--- Start ---

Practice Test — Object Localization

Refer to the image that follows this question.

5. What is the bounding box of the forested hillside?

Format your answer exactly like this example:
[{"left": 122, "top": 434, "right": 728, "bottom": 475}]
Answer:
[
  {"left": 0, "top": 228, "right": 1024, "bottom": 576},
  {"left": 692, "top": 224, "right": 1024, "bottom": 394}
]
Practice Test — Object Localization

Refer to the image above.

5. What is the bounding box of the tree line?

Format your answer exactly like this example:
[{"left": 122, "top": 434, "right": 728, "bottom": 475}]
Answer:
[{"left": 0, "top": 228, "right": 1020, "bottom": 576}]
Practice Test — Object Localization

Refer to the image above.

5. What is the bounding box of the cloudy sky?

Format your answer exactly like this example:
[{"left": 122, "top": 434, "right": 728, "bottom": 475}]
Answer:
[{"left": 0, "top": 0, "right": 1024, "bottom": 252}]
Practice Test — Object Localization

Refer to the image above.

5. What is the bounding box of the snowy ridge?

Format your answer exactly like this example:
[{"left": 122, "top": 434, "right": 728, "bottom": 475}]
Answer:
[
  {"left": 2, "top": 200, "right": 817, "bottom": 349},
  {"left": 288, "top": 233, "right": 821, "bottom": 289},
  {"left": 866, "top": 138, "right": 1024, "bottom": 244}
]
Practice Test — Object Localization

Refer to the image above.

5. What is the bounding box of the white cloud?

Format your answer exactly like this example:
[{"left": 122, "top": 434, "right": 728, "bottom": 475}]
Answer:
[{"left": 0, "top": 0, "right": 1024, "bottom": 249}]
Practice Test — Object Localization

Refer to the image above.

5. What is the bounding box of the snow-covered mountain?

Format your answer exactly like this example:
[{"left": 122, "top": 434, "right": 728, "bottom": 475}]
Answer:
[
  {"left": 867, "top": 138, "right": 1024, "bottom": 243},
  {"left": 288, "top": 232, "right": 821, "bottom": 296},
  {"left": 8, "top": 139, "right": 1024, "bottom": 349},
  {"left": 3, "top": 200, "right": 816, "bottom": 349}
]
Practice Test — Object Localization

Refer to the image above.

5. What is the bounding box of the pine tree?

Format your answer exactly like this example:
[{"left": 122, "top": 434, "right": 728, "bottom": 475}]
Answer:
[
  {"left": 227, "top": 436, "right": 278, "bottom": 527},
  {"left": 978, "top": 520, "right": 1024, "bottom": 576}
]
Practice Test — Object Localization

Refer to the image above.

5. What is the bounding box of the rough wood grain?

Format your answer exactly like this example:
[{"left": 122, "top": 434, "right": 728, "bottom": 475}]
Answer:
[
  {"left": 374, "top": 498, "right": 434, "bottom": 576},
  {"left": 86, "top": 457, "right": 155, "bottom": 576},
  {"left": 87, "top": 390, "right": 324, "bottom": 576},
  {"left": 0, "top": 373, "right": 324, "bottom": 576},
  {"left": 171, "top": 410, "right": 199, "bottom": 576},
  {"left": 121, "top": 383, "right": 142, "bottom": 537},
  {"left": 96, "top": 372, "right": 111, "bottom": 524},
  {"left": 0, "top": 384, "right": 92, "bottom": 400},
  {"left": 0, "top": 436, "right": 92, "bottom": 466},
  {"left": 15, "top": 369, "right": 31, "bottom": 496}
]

--- End ---

_Exercise instructions_
Locate every line in the records above that contains the string "tree" and copy each of those lines.

_Written solution_
5. What is the bounding box of the tree line?
5. What is the bounding box of the pine tree?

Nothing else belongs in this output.